Available records:

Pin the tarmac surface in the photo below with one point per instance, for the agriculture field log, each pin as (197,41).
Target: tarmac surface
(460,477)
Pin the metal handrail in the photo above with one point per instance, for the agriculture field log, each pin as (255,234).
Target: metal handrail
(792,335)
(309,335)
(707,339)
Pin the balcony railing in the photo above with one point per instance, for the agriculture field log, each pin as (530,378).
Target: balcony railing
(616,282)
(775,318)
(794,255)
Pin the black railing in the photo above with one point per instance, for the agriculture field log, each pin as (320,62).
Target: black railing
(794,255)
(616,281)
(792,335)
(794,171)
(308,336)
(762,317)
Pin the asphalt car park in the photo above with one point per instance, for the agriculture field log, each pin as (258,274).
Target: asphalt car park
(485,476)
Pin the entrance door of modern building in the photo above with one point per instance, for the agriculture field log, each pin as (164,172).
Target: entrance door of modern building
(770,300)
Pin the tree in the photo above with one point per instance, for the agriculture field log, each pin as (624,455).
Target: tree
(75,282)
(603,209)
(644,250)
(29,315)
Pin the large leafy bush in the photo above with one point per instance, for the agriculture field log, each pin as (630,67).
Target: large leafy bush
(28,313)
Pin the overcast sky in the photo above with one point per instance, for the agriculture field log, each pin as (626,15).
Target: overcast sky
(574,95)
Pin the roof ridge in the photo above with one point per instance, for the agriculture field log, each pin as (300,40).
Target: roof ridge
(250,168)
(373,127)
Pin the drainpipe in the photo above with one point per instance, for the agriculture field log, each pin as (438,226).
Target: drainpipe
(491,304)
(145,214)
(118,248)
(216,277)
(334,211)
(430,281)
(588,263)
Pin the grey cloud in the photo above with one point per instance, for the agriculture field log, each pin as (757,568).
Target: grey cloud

What you have to do:
Could you print the lines of the records above from the one containing "Target: drainpipe" through the last, exactly and with no additions?

Answer space:
Target: drainpipe
(491,304)
(145,214)
(118,248)
(216,277)
(334,211)
(430,281)
(588,263)
Pin the grey cloud in the photo above with one point per instance, for the agriculture field log, each pin as (757,568).
Target: grey cloud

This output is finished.